- TASK
In the article on Thailand's quarantine exemptions, rewrite the part that opens with the words "Thailand has reported" and closes with "public on alert.", replacing "fatalities" with "deaths".

- GIVEN PASSAGE
=-=-=-=-=

Thailand is temporarily halting exemptions from a 14-day quarantine given to some groups of foreigners, following two separate incidents of possible Covid-19 exposure to the community.
Contact tracing teams are tracking steps of an Egyptian air force member and a daughter of a Sudanese diplomat; both tested positive for the virus.
They entered Thailand but were exempted from a mandatory quarantine at state facilities. The Egyptian was on a short visit and has since left the country, while the nine-year-old girl is still in Thailand.
Thailand has reported 3,227 coronavirus cases, including 58 fatalities. Over the past 50 days, no new cases from local transmission have been detected, but the recent incidents have put health authorities and the public on alert.
“It shouldn’t have happened,” Prime Minister Prayuth Chan-Ocha said at a briefing on Tuesday. “It’s an unforeseen event. It’s affected confidence and safety of the people. I’m worried that some of us are not taking control measures seriously enough.”
Hotel workers and taxi drivers who came into contact with the Egyptian, are now in quarantine, said Taweesilp Witsanuyotin, a spokesman for the Covid-19 center.
Several schools in Rayong province, where the air force staffer stayed, were shuttered on Tuesday.
Moreover, at least 1,000 people who were at a local mall at the same time he visited will be notified via a contact-tracing application.
“We have to rethink measures for foreigners who are allowed to enter Thailand, with no exceptions for military or diplomats,” said Natthapol Nakpanich, deputy army chief.
Permits for eight flights for the Egyptian air force in July will be revoked, while new measures are being considered for foreign diplomats and their families.
Thailand’s borders remain closed for most foreigners. Exceptions are given to some people on business trips, those with work permits and people seeking medical treatment
Some people are expressing concern that the Thai government is maneuvering towards a second, catastrophic lockdown, despite doing nothing about the thousands of deaths caused by air pollution in the capital city.
What, they wonder, is so much more dangerous about COVID-19?
Reliant on tourism and exports, Thailand faces one of Asia’s worst economic contractions this year, with the central bank predicts gross domestic product will shrink by a record 8.1%.

=-=-=-=-=

(Region pointing data)
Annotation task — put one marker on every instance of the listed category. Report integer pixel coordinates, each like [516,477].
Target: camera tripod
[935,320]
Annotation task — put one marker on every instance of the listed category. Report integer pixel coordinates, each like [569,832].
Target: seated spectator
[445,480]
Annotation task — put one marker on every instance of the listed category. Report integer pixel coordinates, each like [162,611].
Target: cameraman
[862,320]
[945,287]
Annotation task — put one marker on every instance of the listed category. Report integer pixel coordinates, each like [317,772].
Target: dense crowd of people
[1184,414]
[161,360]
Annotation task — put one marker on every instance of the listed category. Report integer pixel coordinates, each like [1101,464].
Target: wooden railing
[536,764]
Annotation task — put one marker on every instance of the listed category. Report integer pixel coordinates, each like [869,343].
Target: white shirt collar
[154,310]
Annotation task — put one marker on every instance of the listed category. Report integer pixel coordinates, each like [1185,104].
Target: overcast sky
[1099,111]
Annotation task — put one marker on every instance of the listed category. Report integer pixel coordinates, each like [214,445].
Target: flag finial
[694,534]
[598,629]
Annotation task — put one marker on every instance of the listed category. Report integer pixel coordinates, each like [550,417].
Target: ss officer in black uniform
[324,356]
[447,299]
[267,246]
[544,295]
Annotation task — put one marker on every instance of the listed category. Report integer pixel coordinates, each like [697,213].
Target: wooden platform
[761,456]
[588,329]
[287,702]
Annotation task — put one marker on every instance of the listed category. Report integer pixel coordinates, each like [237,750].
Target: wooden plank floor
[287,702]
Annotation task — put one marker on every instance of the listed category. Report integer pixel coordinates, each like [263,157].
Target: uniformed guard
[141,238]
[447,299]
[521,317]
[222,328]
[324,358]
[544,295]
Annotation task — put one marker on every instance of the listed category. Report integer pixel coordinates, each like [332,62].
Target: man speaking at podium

=-=-=-=-=

- TASK SOLUTION
Thailand has reported 3,227 coronavirus cases, including 58 deaths. Over the past 50 days, no new cases from local transmission have been detected, but the recent incidents have put health authorities and the public on alert.